> [PROBLEM REQUIREMENTS] Copy out, exactly as given, every line from the line with "Every instance of the green building" to the end of the listing, both of those lines included.

* BEGIN PROVIDED DATA *

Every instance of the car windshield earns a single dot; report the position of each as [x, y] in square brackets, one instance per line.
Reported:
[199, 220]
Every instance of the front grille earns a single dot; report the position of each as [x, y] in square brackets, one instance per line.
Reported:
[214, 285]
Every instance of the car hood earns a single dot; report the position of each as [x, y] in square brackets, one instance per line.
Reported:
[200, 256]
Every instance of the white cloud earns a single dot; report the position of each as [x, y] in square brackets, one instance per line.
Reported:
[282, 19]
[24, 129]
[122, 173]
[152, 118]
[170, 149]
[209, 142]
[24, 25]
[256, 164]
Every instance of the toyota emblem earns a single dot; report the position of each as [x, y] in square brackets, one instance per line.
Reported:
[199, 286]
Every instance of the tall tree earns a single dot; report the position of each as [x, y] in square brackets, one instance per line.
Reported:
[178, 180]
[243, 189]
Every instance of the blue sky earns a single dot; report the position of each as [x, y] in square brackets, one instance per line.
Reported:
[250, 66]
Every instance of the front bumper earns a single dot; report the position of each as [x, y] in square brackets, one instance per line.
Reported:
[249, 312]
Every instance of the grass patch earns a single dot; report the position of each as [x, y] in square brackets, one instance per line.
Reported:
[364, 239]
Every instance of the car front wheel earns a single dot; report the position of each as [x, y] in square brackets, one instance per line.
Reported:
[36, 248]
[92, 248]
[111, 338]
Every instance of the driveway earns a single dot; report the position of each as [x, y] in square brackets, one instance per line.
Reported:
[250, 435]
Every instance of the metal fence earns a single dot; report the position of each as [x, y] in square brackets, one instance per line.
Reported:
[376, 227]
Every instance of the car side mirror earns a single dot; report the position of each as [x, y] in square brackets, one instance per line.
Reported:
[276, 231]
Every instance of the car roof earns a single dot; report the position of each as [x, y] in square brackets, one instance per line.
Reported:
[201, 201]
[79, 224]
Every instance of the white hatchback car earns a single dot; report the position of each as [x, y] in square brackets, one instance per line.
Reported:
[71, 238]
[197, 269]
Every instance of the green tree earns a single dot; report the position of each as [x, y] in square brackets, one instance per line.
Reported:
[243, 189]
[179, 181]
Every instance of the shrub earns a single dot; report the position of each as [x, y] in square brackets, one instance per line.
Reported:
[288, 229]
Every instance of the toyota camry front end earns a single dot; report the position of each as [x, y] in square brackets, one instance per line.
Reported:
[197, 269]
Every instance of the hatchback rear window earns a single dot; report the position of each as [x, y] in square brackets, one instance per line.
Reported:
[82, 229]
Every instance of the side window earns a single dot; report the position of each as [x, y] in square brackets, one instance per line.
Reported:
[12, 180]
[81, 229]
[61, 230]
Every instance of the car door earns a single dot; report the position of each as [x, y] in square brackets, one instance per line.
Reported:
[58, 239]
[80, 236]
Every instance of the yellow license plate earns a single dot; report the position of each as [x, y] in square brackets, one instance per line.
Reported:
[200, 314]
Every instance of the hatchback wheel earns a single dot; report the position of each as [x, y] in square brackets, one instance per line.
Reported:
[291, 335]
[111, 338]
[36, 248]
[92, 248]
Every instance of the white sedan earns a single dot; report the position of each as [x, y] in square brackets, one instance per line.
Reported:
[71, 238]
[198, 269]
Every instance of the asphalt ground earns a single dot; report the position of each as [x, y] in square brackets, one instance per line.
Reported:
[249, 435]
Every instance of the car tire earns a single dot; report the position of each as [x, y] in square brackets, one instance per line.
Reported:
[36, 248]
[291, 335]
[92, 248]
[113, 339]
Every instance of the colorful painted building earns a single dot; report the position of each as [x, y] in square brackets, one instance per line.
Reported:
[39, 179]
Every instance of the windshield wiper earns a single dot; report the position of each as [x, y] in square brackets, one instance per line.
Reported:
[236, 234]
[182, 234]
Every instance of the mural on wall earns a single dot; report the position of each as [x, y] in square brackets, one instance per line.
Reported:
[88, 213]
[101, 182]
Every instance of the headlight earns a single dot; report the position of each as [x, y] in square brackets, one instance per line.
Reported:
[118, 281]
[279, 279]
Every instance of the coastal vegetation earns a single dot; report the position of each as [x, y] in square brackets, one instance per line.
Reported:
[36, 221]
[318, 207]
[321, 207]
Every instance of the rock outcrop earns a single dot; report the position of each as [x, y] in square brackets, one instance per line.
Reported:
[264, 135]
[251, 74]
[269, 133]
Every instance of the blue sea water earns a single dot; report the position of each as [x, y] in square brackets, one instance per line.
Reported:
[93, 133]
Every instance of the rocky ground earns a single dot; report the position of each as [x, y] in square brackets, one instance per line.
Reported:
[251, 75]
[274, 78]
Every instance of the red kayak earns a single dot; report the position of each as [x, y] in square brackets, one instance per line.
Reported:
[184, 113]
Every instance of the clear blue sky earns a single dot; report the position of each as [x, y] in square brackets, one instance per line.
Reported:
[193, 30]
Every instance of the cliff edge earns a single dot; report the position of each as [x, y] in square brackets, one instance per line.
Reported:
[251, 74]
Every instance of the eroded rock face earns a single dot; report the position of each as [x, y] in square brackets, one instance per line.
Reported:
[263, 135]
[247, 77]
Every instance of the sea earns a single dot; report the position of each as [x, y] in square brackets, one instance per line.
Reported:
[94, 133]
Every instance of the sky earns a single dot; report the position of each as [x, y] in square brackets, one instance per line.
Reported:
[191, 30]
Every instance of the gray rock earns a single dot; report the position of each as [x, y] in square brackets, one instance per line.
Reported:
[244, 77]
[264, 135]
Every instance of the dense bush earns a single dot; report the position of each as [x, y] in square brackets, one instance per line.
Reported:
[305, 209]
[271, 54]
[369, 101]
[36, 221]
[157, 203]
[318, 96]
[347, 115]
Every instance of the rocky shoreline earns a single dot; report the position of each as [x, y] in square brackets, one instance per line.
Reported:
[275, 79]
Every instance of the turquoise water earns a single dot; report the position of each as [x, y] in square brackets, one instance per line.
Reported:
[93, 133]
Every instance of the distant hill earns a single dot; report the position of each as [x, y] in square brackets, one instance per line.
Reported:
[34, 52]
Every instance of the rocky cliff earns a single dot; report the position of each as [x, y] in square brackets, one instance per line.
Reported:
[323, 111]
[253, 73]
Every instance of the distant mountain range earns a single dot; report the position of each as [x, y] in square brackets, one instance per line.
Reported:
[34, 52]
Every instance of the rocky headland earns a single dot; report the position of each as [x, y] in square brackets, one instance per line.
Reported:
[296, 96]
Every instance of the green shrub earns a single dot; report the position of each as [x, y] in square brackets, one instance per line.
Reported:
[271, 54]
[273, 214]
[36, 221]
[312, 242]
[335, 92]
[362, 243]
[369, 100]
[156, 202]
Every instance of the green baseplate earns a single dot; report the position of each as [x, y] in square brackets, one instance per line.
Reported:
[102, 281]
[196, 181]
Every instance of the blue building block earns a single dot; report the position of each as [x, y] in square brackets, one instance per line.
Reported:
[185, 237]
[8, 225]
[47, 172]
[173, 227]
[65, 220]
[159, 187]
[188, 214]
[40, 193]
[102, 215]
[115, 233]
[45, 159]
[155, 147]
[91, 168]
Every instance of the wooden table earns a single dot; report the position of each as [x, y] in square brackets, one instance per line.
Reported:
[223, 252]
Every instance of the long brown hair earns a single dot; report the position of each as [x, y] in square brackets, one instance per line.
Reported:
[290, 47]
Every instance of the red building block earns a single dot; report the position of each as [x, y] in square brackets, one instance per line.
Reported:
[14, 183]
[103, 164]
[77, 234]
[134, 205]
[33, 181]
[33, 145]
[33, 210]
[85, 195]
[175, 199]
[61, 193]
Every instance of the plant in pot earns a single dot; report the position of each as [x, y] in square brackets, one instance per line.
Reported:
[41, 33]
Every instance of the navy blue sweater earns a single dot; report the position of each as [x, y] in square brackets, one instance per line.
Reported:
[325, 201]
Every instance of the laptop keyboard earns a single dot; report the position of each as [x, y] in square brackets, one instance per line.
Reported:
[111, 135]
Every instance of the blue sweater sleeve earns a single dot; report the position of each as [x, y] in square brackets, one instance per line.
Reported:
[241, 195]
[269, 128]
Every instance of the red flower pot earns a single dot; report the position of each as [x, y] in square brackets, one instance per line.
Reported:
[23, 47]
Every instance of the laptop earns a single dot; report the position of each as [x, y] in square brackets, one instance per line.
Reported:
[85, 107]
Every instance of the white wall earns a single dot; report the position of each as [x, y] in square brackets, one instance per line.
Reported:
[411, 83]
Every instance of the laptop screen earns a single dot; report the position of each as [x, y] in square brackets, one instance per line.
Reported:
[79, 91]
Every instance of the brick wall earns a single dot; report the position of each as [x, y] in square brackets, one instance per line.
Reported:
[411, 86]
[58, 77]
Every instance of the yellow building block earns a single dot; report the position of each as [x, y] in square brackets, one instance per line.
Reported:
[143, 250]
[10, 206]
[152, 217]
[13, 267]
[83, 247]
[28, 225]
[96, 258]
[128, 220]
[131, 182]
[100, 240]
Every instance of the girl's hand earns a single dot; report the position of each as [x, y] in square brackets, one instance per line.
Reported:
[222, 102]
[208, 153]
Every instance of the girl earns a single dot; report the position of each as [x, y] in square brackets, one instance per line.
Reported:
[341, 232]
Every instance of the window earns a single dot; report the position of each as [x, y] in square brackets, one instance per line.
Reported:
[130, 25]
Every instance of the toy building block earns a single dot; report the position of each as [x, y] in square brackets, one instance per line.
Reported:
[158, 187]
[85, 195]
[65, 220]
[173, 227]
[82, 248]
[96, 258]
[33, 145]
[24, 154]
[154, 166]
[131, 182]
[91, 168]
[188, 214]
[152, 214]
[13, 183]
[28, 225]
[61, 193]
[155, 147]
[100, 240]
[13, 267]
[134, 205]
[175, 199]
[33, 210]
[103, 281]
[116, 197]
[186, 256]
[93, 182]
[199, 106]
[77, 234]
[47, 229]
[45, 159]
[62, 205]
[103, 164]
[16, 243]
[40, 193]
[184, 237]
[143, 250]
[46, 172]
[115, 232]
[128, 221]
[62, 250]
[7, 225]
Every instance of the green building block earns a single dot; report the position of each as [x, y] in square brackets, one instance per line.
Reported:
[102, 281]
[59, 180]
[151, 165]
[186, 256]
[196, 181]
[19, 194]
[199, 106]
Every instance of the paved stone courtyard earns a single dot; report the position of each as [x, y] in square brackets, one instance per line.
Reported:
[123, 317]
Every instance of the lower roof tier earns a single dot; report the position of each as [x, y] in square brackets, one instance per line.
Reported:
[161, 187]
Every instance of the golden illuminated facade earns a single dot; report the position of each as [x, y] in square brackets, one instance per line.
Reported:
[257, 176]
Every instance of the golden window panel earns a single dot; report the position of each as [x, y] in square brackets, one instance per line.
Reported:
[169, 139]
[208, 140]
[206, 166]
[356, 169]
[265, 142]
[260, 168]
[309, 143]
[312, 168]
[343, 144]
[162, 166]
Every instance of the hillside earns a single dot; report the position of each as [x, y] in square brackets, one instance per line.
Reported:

* END PROVIDED DATA *

> [THE COMPLETED TASK]
Every instance of the green building block earns a single dot; report the position of each as [x, y] in square brackets, one instance per line.
Reported:
[102, 281]
[59, 180]
[151, 165]
[186, 256]
[196, 181]
[19, 194]
[199, 106]
Every instance of the paved stone courtyard earns a single dot; report the position of each as [x, y] in square brackets, one instance per line.
Reported:
[123, 317]
Every instance of the lower roof tier earns a single dot; report the position of each as [x, y] in square brackets, one instance per line.
Reported:
[161, 187]
Every instance of the golden illuminated facade earns a single dot; report the position of each as [x, y] in square brackets, one instance per line.
Reported:
[257, 176]
Every instance of the golden window panel earns a single dot; report the position of each as [x, y] in square brackets, one instance per line.
Reported:
[169, 139]
[208, 140]
[206, 166]
[356, 169]
[265, 142]
[260, 168]
[309, 143]
[312, 168]
[343, 144]
[162, 166]
Every instance of the hillside earns a single dot; report the position of each as [x, y] in square brackets, one instance per line.
Reported:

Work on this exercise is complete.